Exercise data:
○ ○ ○ ○ ○
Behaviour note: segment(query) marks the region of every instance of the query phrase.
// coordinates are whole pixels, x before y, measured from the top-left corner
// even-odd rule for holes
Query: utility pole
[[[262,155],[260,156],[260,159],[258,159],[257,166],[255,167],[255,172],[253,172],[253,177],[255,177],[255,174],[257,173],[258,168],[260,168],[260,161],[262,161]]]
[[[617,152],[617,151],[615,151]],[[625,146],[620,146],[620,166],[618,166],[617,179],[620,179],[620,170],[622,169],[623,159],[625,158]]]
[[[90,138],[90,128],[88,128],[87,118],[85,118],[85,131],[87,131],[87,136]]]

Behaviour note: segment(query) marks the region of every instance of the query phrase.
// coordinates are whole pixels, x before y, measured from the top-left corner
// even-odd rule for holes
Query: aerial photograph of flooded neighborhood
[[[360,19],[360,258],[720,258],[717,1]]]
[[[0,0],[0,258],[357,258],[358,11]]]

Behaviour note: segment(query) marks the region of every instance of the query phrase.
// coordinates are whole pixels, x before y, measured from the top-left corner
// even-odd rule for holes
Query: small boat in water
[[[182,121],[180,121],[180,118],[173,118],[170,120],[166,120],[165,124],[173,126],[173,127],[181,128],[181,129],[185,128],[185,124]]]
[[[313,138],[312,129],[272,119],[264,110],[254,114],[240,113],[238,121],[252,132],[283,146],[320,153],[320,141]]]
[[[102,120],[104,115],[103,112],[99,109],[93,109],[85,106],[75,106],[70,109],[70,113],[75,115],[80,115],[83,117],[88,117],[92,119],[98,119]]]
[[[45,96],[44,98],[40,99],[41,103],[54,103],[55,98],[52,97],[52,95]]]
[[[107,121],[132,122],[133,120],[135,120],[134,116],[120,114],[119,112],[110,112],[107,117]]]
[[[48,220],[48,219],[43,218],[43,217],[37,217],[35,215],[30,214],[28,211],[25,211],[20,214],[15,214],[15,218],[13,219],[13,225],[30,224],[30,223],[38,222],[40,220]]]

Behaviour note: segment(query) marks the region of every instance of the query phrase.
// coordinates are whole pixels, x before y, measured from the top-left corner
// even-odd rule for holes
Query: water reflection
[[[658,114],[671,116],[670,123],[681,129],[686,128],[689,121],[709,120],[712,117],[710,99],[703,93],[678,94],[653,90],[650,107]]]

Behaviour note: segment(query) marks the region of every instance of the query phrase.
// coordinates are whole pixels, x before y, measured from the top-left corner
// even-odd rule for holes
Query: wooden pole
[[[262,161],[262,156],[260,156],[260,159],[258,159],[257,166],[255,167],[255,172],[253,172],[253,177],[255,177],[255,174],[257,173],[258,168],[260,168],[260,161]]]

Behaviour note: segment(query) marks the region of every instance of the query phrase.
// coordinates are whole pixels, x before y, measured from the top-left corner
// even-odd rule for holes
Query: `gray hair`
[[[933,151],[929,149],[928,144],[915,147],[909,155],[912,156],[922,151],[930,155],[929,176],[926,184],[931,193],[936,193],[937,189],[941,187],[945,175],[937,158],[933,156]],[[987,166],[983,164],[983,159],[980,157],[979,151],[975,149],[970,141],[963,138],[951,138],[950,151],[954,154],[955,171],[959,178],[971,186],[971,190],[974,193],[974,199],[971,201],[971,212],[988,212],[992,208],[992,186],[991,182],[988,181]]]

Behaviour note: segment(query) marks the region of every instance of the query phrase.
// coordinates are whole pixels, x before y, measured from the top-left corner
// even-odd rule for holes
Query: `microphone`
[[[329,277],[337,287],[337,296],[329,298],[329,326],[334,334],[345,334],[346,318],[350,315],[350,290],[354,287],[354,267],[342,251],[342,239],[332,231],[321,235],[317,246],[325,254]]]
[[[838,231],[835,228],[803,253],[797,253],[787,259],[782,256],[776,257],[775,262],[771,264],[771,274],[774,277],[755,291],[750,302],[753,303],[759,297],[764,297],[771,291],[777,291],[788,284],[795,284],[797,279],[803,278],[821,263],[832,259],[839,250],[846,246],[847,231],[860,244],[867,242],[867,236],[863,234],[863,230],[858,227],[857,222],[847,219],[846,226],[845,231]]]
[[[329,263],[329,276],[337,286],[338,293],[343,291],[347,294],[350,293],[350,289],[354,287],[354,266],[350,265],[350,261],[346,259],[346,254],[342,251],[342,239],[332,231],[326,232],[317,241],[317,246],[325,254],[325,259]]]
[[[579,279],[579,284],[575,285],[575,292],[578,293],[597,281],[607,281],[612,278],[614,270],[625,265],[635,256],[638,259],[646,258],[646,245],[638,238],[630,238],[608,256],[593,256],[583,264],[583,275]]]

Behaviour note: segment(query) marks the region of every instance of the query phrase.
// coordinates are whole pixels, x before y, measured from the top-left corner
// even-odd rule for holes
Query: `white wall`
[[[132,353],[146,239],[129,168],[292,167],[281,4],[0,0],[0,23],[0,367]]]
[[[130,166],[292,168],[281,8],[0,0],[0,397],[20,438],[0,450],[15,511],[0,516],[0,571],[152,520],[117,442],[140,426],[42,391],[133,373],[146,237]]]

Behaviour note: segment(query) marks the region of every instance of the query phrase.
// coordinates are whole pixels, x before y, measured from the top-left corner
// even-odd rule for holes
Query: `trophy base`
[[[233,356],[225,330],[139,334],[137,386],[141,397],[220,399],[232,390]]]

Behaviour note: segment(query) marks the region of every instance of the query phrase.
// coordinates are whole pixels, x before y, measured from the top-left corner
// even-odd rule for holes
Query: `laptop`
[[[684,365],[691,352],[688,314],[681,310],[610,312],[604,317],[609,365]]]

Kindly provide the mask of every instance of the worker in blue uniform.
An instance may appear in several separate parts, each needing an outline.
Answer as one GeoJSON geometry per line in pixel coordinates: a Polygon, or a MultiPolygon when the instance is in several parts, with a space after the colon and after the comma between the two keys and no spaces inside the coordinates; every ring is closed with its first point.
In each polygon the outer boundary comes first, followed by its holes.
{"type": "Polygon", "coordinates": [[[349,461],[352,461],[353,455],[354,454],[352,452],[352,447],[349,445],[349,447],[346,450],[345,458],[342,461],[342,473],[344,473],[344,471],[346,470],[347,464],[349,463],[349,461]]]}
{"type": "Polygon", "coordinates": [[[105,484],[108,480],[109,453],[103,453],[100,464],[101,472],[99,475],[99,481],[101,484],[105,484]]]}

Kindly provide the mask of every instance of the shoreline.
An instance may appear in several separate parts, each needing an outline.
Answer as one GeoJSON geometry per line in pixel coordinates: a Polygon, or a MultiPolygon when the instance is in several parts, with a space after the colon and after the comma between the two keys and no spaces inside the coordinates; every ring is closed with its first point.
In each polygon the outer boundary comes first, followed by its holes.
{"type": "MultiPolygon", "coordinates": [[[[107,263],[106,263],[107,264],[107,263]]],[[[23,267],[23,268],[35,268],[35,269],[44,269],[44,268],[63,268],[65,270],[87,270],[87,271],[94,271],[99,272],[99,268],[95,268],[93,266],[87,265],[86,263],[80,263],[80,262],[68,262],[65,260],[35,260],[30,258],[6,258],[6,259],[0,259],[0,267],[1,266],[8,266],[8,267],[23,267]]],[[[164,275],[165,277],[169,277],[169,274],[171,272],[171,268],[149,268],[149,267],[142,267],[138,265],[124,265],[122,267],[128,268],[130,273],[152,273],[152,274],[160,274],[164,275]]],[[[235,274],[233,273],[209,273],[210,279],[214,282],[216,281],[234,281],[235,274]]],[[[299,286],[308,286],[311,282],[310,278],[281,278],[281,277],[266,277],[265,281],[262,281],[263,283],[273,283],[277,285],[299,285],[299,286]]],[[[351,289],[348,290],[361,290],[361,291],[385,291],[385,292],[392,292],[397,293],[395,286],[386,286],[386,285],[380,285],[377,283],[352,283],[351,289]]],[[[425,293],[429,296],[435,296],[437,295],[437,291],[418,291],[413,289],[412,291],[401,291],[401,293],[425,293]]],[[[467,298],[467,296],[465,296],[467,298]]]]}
○ ○ ○ ○ ○
Task prompt: Go through the material and report each line that holds the string "Kindly".

Response box:
Kindly provide the mask of every instance of the worker in blue uniform.
Kindly provide the mask of every instance of the shoreline.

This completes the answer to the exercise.